** Extrait du texte **
▬▬▬▬▬▬▬▬▬▬
Penser le nationalisme

Mon travail est le fruit d’une double distance, nationale et professionnelle. Ma position a été celle d’une Française, mais également celle d’une doctorante extérieure à la Smithsonian Institution, dont l’histoire est essentiellement écrite par ses propres employés depuis le XIXe siècle. Dans les musées nationaux et leurs archives, mes interlocuteurs scientifiques ont été en majeure partie des historiens employés à la Smithsonian Institution, qui partagent la culture professionnelle des acteurs telle qu’elle m’est apparue dans les documents d’archives. Cette double distance m’a été précieuse pour m’affranchir d’évidences propres à une culture commune et au fait d’être citoyen des Etats-Unis, position sociale et institutionnelle qui rend difficile la réflexivité sur le nationalisme.
▬▬▬▬▬▬▬▬▬▬
[Relevés de coordonnées annotés]
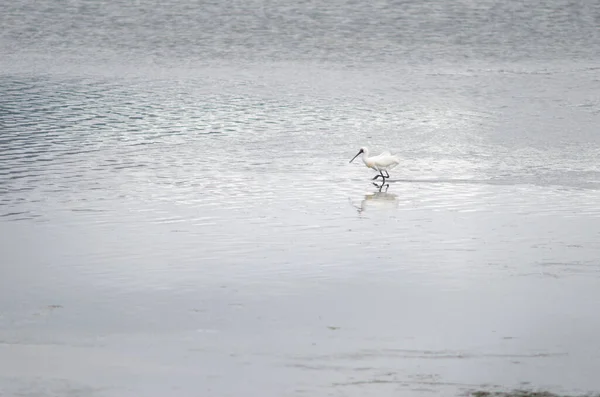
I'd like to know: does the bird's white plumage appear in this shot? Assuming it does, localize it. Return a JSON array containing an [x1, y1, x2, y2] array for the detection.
[[351, 147, 400, 171]]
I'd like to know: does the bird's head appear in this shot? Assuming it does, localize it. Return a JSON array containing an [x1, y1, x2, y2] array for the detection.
[[350, 146, 369, 162]]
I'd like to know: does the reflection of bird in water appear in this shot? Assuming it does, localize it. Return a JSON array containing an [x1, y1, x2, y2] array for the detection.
[[348, 192, 398, 213], [350, 147, 400, 185]]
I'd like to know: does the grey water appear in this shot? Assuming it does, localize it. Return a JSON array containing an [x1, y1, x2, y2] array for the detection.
[[0, 0, 600, 397]]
▬▬▬▬▬▬▬▬▬▬
** À produire **
Reproduisez à l'identique le passage du texte sur le nationalisme qui va de « Mon travail est » à « sur le nationalisme. ».

** Réponse complète **
Mon travail est le fruit d’une double distance, nationale et professionnelle. Ma position a été celle d’une Française, mais également celle d’une doctorante extérieure à la Smithsonian Institution, dont l’histoire est essentiellement écrite par ses propres employés depuis le XIXe siècle. Dans les musées nationaux et leurs archives, mes interlocuteurs scientifiques ont été en majeure partie des historiens employés à la Smithsonian Institution, qui partagent la culture professionnelle des acteurs telle qu’elle m’est apparue dans les documents d’archives. Cette double distance m’a été précieuse pour m’affranchir d’évidences propres à une culture commune et au fait d’être citoyen des Etats-Unis, position sociale et institutionnelle qui rend difficile la réflexivité sur le nationalisme.